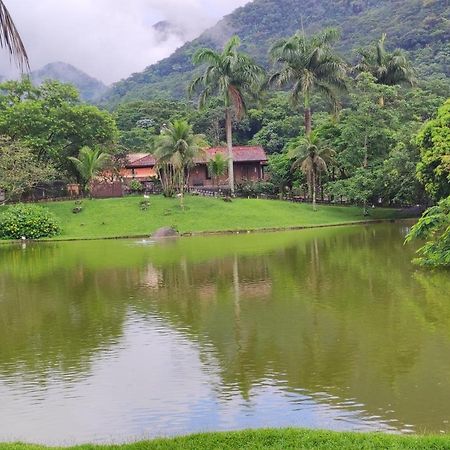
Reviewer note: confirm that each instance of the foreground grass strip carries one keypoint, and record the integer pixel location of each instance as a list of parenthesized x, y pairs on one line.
[(275, 439), (123, 217)]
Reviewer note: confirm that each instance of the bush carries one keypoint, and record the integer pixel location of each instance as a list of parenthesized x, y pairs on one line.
[(255, 188), (29, 221), (136, 186)]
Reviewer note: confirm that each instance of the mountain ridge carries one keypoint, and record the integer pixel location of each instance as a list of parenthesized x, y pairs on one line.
[(89, 87), (420, 27)]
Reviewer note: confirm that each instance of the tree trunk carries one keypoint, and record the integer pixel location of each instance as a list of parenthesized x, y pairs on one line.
[(308, 117), (229, 126), (314, 189), (182, 189)]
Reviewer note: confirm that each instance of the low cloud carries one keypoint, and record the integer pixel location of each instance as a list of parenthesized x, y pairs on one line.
[(108, 39)]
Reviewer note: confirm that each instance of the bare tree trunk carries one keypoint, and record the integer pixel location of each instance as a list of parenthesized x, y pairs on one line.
[(229, 126), (308, 118), (313, 176), (182, 189)]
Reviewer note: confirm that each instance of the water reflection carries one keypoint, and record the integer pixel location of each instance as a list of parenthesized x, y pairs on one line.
[(327, 328)]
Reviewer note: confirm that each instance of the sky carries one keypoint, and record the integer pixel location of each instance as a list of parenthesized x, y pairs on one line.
[(108, 39)]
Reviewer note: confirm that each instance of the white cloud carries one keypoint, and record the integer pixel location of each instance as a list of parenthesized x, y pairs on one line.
[(108, 39)]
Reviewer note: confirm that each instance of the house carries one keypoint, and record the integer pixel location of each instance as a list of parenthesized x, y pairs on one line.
[(249, 165)]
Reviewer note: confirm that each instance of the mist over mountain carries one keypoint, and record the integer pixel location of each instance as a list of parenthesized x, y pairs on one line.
[(421, 27), (90, 88)]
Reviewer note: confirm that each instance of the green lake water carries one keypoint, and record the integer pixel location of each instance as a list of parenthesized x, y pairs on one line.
[(111, 341)]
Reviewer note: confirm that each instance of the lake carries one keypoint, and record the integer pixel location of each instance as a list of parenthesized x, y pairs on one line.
[(112, 341)]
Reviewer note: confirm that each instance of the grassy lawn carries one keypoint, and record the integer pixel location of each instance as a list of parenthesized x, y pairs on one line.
[(281, 439), (122, 217)]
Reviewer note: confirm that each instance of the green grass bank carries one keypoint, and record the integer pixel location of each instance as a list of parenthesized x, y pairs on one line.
[(279, 439), (123, 217)]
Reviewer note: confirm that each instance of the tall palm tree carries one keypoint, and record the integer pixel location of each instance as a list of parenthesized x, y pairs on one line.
[(176, 150), (234, 77), (89, 164), (309, 154), (389, 68), (10, 38), (308, 64)]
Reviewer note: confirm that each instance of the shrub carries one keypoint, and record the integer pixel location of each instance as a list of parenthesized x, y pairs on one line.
[(136, 186), (29, 221)]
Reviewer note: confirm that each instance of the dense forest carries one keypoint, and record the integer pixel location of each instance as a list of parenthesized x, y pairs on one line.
[(420, 27)]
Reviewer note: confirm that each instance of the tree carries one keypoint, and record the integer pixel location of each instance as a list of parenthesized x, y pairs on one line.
[(389, 68), (232, 76), (50, 120), (89, 164), (10, 38), (434, 227), (309, 64), (433, 170), (176, 150), (20, 170), (217, 167), (310, 156)]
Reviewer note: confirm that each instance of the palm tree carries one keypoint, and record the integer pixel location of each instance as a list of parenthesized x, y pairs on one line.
[(176, 150), (389, 68), (10, 38), (308, 64), (89, 164), (233, 77), (309, 154), (217, 166)]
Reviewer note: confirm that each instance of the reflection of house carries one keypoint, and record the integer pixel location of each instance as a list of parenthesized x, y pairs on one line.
[(249, 164)]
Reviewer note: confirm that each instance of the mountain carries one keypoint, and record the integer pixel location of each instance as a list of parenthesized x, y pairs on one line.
[(90, 88), (165, 30), (421, 27)]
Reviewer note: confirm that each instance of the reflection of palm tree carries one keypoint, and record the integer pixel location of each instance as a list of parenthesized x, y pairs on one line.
[(10, 38)]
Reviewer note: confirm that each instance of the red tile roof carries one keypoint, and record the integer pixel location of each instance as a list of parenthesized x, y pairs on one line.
[(240, 154), (145, 161)]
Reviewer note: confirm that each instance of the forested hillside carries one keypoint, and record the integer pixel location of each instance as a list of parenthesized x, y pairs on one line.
[(90, 88), (421, 27)]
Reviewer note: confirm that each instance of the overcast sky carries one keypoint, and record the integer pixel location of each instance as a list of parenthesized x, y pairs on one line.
[(108, 39)]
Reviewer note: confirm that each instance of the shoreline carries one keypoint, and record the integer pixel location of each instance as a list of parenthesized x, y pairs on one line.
[(214, 232), (275, 438)]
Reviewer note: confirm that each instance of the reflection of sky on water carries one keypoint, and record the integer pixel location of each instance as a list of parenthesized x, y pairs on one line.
[(159, 387)]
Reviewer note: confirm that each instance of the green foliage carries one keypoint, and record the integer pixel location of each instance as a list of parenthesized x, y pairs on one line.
[(256, 188), (51, 121), (433, 140), (135, 186), (176, 150), (89, 164), (20, 170), (217, 166), (434, 227), (281, 174), (308, 64), (390, 68), (29, 221), (418, 27)]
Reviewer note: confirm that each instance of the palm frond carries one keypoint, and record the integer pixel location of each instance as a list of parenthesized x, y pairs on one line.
[(11, 40)]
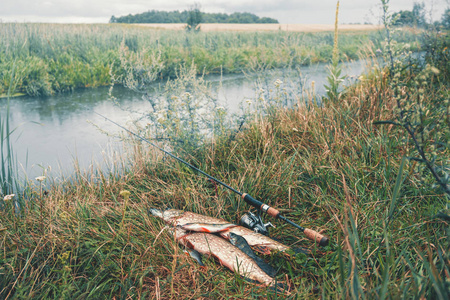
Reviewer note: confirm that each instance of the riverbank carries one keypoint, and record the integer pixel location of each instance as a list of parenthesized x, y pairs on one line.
[(329, 168), (54, 58)]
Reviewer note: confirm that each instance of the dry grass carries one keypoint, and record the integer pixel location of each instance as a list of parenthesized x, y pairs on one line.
[(267, 27)]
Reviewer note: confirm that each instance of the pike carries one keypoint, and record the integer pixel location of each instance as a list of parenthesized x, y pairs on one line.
[(227, 254), (178, 218), (260, 206)]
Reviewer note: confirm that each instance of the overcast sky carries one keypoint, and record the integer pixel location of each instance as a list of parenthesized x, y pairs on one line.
[(285, 11)]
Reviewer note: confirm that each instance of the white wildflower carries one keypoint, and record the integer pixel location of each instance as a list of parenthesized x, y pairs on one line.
[(278, 82), (8, 197), (40, 178)]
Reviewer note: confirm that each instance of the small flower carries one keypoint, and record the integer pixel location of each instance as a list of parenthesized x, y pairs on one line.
[(435, 70), (8, 197), (125, 194), (40, 178)]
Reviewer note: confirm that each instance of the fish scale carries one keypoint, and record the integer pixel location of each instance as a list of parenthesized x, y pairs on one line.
[(178, 218), (227, 254)]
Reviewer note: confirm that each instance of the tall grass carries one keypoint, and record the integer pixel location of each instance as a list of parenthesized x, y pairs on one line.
[(53, 58), (9, 168), (326, 167)]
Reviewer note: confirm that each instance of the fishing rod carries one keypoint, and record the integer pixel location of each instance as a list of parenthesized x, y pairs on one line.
[(260, 206)]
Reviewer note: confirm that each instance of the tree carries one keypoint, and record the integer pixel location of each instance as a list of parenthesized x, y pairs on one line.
[(194, 18)]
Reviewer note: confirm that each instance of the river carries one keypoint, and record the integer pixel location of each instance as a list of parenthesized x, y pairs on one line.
[(57, 133)]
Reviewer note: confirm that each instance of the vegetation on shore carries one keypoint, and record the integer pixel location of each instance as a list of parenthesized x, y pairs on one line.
[(329, 167), (51, 58)]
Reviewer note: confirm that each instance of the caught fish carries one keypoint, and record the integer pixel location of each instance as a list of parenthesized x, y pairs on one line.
[(260, 242), (242, 244), (227, 254), (209, 228)]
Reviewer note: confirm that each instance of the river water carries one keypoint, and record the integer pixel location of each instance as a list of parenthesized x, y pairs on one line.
[(57, 133)]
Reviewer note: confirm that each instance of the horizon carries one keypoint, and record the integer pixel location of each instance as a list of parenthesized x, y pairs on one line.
[(285, 11)]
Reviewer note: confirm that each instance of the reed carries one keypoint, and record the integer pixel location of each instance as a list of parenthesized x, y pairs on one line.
[(328, 167)]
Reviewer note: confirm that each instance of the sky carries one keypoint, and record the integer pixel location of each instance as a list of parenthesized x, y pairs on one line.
[(285, 11)]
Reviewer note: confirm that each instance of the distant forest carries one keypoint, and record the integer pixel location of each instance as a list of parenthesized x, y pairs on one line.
[(155, 16)]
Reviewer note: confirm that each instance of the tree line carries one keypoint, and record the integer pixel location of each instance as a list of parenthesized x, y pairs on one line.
[(155, 16)]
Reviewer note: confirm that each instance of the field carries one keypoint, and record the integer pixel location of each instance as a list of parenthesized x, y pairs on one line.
[(367, 165), (267, 27)]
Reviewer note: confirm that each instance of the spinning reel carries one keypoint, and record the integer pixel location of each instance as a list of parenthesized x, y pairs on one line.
[(254, 222)]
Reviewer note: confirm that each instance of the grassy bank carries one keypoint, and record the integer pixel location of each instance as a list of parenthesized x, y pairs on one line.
[(52, 58), (329, 168)]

====================

Output the stretch of the records from the line containing "Reviewer note: confirm that each instance of the fishing" through the line containing "[(194, 18)]", both included, as a JSON list of strings with one string per line and blank lines omitted.

[
  "Reviewer note: confirm that each instance of the fishing rod carries one keypoint, and record the integer pixel location of each instance as a list of parenthesized x, y pairs on one line.",
  "[(260, 206)]",
  "Reviewer note: confirm that each instance of the tree carries one keypoint, and record the integer pixel location of each instance as a list of parenthesized x, y pairs on one line.",
  "[(194, 18)]"
]